╭──
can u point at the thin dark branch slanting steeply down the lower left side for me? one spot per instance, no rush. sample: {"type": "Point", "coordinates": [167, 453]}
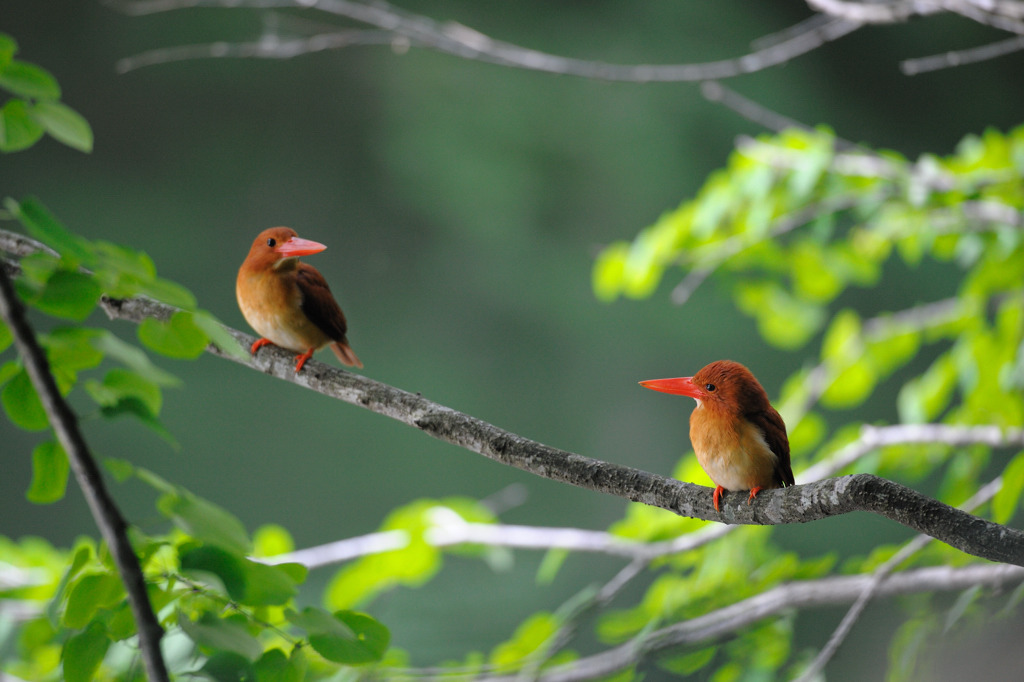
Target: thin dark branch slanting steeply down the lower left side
{"type": "Point", "coordinates": [105, 511]}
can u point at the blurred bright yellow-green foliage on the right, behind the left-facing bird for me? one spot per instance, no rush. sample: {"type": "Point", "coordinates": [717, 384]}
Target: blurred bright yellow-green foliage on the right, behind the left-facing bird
{"type": "Point", "coordinates": [789, 227]}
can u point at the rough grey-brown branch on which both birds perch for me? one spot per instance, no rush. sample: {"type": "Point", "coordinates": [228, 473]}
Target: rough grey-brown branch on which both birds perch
{"type": "Point", "coordinates": [794, 505]}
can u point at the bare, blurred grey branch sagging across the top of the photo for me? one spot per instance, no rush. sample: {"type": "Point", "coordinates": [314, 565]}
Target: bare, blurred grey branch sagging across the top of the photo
{"type": "Point", "coordinates": [465, 42]}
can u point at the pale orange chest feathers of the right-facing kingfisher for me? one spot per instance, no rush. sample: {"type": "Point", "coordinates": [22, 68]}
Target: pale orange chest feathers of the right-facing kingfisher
{"type": "Point", "coordinates": [272, 305]}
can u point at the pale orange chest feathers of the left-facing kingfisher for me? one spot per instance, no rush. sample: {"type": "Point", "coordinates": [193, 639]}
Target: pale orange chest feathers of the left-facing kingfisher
{"type": "Point", "coordinates": [734, 452]}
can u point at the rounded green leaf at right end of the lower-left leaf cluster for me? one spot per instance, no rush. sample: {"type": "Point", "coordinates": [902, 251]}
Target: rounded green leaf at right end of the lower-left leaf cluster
{"type": "Point", "coordinates": [346, 637]}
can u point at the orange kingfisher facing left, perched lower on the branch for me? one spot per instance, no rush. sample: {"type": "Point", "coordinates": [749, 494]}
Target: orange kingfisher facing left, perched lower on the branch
{"type": "Point", "coordinates": [739, 438]}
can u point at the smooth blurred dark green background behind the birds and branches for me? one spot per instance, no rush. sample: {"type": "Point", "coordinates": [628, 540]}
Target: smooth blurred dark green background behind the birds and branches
{"type": "Point", "coordinates": [462, 204]}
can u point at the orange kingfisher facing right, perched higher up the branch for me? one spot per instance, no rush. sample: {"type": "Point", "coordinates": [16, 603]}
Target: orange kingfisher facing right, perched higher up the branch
{"type": "Point", "coordinates": [287, 302]}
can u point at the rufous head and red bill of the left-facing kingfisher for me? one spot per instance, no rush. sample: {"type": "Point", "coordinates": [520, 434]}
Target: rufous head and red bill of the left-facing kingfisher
{"type": "Point", "coordinates": [723, 386]}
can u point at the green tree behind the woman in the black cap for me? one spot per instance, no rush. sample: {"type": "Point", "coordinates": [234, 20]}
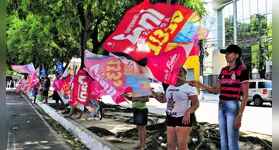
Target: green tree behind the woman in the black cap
{"type": "Point", "coordinates": [254, 38]}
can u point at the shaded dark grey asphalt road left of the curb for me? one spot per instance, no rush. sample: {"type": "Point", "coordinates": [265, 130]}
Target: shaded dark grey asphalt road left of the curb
{"type": "Point", "coordinates": [33, 132]}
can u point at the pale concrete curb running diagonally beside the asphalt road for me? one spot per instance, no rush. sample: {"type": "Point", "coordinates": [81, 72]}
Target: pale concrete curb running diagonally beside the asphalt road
{"type": "Point", "coordinates": [89, 139]}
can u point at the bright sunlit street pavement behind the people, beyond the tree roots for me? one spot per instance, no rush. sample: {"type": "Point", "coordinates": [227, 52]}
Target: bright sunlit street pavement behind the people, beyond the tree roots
{"type": "Point", "coordinates": [255, 119]}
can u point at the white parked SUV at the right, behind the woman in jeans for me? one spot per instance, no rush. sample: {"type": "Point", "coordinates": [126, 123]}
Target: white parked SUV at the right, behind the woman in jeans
{"type": "Point", "coordinates": [260, 91]}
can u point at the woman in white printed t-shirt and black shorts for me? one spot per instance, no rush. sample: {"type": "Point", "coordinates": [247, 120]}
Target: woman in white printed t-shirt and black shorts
{"type": "Point", "coordinates": [179, 111]}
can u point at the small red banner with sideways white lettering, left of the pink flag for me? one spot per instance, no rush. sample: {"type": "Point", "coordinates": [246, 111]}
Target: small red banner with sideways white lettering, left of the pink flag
{"type": "Point", "coordinates": [80, 89]}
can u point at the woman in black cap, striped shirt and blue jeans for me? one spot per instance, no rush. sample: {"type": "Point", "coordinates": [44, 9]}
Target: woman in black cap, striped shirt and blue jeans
{"type": "Point", "coordinates": [233, 85]}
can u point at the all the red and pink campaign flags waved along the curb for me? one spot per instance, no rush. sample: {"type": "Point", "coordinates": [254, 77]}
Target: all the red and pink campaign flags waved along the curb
{"type": "Point", "coordinates": [152, 41]}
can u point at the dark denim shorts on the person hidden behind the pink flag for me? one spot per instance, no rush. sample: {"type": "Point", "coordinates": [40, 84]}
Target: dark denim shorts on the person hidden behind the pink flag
{"type": "Point", "coordinates": [140, 116]}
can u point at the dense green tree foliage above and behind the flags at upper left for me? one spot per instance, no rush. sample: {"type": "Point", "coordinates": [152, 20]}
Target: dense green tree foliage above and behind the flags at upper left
{"type": "Point", "coordinates": [45, 32]}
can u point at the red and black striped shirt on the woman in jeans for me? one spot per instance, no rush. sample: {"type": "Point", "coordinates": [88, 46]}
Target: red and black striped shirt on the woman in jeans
{"type": "Point", "coordinates": [231, 81]}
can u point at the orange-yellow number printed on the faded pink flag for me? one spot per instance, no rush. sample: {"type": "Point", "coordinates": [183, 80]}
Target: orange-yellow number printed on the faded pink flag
{"type": "Point", "coordinates": [113, 68]}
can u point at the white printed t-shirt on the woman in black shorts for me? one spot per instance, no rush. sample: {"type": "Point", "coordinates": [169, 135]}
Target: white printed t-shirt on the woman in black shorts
{"type": "Point", "coordinates": [178, 99]}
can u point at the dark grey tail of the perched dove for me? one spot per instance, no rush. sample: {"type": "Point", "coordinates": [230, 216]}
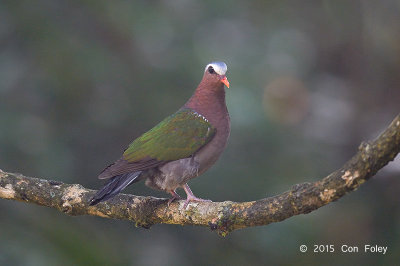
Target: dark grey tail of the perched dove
{"type": "Point", "coordinates": [114, 186]}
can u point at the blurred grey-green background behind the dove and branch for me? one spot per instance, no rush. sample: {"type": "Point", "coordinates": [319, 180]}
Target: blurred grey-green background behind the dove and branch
{"type": "Point", "coordinates": [309, 81]}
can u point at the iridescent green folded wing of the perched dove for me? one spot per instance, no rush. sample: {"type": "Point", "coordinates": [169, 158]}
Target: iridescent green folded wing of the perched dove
{"type": "Point", "coordinates": [178, 136]}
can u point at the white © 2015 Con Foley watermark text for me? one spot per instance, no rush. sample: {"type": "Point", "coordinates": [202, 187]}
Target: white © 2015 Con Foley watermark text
{"type": "Point", "coordinates": [344, 248]}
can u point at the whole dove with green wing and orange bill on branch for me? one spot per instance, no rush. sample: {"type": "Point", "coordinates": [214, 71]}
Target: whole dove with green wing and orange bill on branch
{"type": "Point", "coordinates": [181, 147]}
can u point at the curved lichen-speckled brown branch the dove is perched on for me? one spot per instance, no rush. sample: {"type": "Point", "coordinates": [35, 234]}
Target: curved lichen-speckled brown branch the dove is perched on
{"type": "Point", "coordinates": [223, 217]}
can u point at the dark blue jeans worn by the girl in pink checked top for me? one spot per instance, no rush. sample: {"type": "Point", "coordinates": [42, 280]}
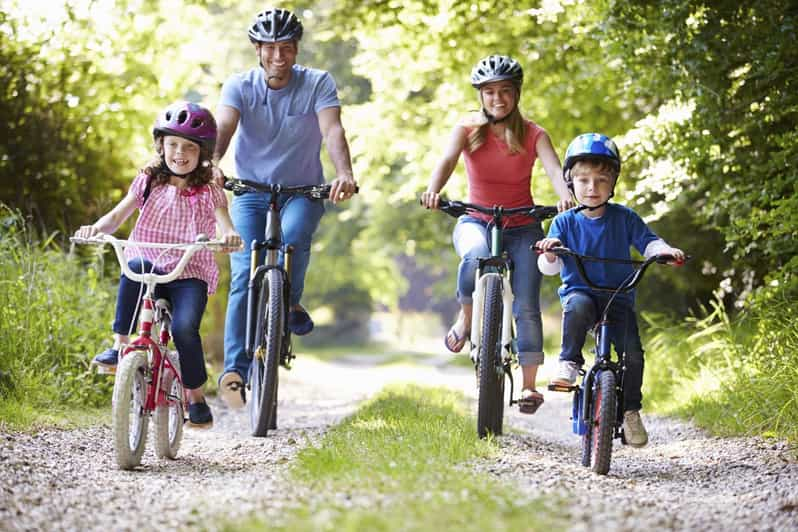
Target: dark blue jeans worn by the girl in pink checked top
{"type": "Point", "coordinates": [188, 298]}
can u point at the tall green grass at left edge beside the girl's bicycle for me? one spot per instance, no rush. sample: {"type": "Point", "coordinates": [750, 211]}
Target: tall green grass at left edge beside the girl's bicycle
{"type": "Point", "coordinates": [50, 312]}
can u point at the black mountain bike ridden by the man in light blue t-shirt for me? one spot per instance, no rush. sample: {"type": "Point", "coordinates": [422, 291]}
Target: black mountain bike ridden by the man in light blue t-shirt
{"type": "Point", "coordinates": [268, 339]}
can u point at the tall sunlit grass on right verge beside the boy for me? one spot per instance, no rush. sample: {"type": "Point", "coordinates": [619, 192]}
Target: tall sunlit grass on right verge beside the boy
{"type": "Point", "coordinates": [733, 375]}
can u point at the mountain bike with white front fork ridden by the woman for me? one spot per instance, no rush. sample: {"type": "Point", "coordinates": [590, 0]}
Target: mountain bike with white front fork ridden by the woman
{"type": "Point", "coordinates": [493, 346]}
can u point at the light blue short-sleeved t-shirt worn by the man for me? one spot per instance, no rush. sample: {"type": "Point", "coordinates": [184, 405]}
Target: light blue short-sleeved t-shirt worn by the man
{"type": "Point", "coordinates": [278, 139]}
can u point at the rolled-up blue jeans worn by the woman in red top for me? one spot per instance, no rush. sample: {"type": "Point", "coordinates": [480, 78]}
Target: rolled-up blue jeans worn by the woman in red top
{"type": "Point", "coordinates": [472, 241]}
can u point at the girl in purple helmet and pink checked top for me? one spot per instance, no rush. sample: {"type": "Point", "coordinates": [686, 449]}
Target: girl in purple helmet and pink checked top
{"type": "Point", "coordinates": [177, 201]}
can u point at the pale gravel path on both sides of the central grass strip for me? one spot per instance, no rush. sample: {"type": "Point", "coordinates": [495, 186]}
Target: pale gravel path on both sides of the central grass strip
{"type": "Point", "coordinates": [683, 480]}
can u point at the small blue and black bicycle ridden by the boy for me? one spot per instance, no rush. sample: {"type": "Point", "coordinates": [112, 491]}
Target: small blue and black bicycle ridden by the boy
{"type": "Point", "coordinates": [597, 414]}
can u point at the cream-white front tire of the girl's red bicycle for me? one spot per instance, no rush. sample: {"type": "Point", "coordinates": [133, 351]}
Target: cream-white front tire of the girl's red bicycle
{"type": "Point", "coordinates": [129, 417]}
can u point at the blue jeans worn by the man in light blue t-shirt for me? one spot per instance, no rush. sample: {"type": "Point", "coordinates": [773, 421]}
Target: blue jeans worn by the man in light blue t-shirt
{"type": "Point", "coordinates": [300, 218]}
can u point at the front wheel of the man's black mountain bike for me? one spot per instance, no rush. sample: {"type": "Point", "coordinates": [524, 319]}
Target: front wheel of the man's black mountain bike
{"type": "Point", "coordinates": [265, 363]}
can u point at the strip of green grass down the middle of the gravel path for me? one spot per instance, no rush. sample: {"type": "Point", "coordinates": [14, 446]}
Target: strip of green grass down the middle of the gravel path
{"type": "Point", "coordinates": [402, 463]}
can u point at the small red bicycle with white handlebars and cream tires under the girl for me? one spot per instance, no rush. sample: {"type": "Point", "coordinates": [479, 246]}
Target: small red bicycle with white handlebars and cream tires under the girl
{"type": "Point", "coordinates": [148, 379]}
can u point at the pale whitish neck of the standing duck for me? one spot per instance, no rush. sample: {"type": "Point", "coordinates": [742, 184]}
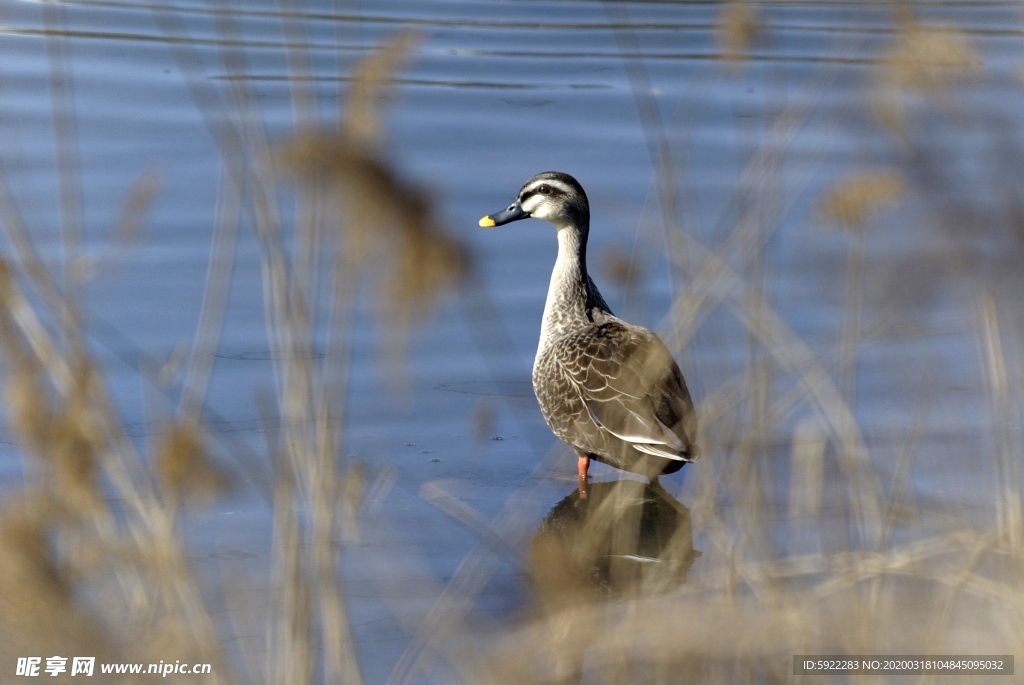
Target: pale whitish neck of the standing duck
{"type": "Point", "coordinates": [572, 295]}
╰──
* **What is being asked**:
Take the records above from their first line through the line with "feathers of the left-facing kingfisher for" and set those lines down word for word, minus the pictures.

* **Task answer**:
can u point at the thin dark branch slanting steeply down the lower left side for me? one spot per instance, no rush. sample: {"type": "Point", "coordinates": [167, 453]}
Target: thin dark branch slanting steeply down the lower left side
{"type": "Point", "coordinates": [105, 511]}
can u point at the blurred bright yellow-green foliage on the right, behind the left-facing bird for me? one spot per instance, no rush. sample: {"type": "Point", "coordinates": [717, 384]}
Target: blurred bright yellow-green foliage on the right, behind the left-facing bird
{"type": "Point", "coordinates": [789, 227]}
can u point at the rough grey-brown branch on which both birds perch for me? one spot per instance, no rush. sample: {"type": "Point", "coordinates": [228, 473]}
Target: rough grey-brown branch on which both birds perch
{"type": "Point", "coordinates": [794, 505]}
can u point at the bare, blurred grey branch sagging across the top of the photo for me? one spot per instance, no rush. sample: {"type": "Point", "coordinates": [314, 565]}
Target: bare, blurred grey branch sagging across the top of the photo
{"type": "Point", "coordinates": [465, 42]}
can u point at the pale orange chest feathers of the right-facing kingfisher for me? one spot per instance, no rush. sample: {"type": "Point", "coordinates": [22, 68]}
Target: pale orange chest feathers of the right-facing kingfisher
{"type": "Point", "coordinates": [272, 305]}
can u point at the pale orange chest feathers of the left-facing kingfisher for me? one spot per instance, no rush. sample: {"type": "Point", "coordinates": [193, 639]}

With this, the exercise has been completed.